## DOCUMENT PASSAGE
While I attended boarding academy years ago, I flew back to Japan every summer with two suitcases so full they barely zipped shut. My suitcases were bursting with clothes (you know how teenage girls are about clothes), books I couldn’t part with for even a couple of months, and a plethora of stuffed animals. At customs at Narita International Airport, stuffed animals popped out left and right, much to the dismay of officials who made the, in my opinion, unwise decision to inspect my suitcases. I think I packed everything I could, because I didn’t know which belongings I really wanted with me over the summer.

By contrast, fifteen years later when my husband and I traveled to France and Germany for two weeks, we each packed a backpack in the spirit of Rick Steves. We had travel-sized everything. Each piece of clothing was carefully chosen and rolled into the tiniest space possible. Everything we needed we carried on our backs, and when my pack got too heavy, my husband took some of the load.

Somewhere between academy and the trip to Europe, I grew out of a pack rat and into someone who enjoys purging excess belongings. This is true of my spiritual luggage too. I’ve shed much of what feels unnecessary to my spiritual journey, and I’m down to the bare essentials. These include faith in grace, kindness toward others, open-mindedness, and responsibility to humanity. They aren’t 28 fundamental beliefs, but they are my fundamental beliefs. I believe they’ll last me the journey. Even so, even though they’re light luggage, sometimes I still need someone to help me carry the weight.

1. Take inventory of what you’re carrying on your spiritual journey. Ponder the symbolism of what’s in your spiritual luggage.

  • Is your luggage light or heavy? Did you pack light, or do you have a dozen suitcases of luggage?
  • What’s in your luggage? Ten pounds of Ellen White’s Testimonies? Twenty-eight Fundamental Beliefs? A stack of old Spectrum magazines? A case of Nuteena?
  • Have you been asked to carry something unexpected on your journey—an illness, an emerging talent, or an experience of grief, for example? Were you handed Moses’ leadership role, Job’s boils, or Noah’s livestock to take on the journey when you least expected it?
  • How much of what you’re carrying with you was an inheritance? How much have you acquired along the way?
  • What did you forget to pack? Did you forget that robe of grace, balm of Gilead, or armor of light? Did you lose something along the way that you miss—mustard seeds perhaps?
  • What baggage do I need to leave behind? Have you acquired excess belongings?
  • What kind of shoes did you pack for the journey? New Testament sandals? Combat boots? Running shoes? Why?

Here’s my luggage (drawn left-handed once again) and some of its contents:

003luggage_2 I’ve packed a library—the Bible, Ellen White, and fiction. Much of what I know and believe about the world and God, I learned from these books that aren’t so removed from one another as one might expect. I’ve also packed a compass that represents my explorer’s spirit and a palette with which to express my love of the beauty, balance, color, texture, etc., all at play in the world.

I’m still searching for answers to the difficult questions—the ones that everyone always tries to answer but never adequately—and also a spiritual community. Though I’ve depicted community by a church building, my sense is that my spiritual community has boundaries different from the walls of a church building, or even a set of 28 doctrines. My spiritual community is creative, alive, and expansive in ways that transcend typical boundaries, and I haven’t found it yet.

## USING THE INFORMATION
1. In the essay on spiritual luggage, how long was the trip to France and Germany?
2. From the essay on spiritual luggage, print the passage starting at "1. Take inventory" and ending at "least expected it?".

Stored data:
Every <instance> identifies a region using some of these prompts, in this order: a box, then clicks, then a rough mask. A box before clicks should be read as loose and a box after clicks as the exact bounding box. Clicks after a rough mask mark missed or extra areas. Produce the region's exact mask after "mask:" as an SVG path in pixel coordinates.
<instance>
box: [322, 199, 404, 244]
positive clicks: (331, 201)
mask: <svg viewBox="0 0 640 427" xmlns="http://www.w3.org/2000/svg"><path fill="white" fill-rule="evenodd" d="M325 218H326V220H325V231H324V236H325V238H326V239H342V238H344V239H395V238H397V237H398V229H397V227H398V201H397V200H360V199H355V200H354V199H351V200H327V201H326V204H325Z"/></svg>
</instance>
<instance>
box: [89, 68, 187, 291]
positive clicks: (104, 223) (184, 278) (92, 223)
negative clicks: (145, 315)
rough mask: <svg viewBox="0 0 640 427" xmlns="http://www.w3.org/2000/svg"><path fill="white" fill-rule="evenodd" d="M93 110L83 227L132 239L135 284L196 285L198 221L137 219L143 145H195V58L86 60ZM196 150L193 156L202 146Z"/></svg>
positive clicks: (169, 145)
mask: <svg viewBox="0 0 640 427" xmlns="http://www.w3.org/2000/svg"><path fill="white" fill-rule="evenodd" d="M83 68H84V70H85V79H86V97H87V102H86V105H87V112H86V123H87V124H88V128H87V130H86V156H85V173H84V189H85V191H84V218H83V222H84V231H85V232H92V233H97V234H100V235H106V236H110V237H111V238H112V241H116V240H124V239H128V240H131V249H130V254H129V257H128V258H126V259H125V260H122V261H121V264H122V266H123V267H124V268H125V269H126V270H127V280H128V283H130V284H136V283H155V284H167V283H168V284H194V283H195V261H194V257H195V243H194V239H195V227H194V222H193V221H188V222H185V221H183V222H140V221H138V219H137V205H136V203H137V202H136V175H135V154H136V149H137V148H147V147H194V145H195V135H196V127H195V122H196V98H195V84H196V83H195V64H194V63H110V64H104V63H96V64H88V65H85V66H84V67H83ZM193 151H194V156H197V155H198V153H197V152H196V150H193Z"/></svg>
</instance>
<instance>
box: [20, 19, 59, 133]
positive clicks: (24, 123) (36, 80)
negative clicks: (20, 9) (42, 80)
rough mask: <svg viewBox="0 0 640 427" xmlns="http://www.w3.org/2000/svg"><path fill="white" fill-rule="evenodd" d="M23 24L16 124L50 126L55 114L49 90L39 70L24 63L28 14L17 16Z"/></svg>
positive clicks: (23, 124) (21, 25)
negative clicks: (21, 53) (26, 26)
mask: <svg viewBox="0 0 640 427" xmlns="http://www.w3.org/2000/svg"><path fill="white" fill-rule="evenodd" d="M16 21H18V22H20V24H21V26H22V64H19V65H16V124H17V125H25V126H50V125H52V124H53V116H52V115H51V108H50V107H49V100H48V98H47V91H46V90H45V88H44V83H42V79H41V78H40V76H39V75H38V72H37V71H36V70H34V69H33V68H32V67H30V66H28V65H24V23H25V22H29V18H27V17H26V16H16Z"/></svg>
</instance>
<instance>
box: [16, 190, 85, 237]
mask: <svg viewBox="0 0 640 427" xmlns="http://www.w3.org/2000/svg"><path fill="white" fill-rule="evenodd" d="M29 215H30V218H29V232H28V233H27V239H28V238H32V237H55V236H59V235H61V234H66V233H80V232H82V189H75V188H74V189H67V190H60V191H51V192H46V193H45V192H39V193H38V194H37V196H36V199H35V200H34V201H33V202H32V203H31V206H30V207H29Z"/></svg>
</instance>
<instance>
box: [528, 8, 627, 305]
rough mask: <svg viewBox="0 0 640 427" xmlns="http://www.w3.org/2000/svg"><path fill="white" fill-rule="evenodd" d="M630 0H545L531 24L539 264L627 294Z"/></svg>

## ANSWERS FOR EACH ITEM
1. Two weeks.

2.
1. Take inventory of what you’re carrying on your spiritual journey. Ponder the symbolism of what’s in your spiritual luggage.

  • Is your luggage light or heavy? Did you pack light, or do you have a dozen suitcases of luggage?
  • What’s in your luggage? Ten pounds of Ellen White’s Testimonies? Twenty-eight Fundamental Beliefs? A stack of old Spectrum magazines? A case of Nuteena?
  • Have you been asked to carry something unexpected on your journey—an illness, an emerging talent, or an experience of grief, for example? Were you handed Moses’ leadership role, Job’s boils, or Noah’s livestock to take on the journey when you least expected it?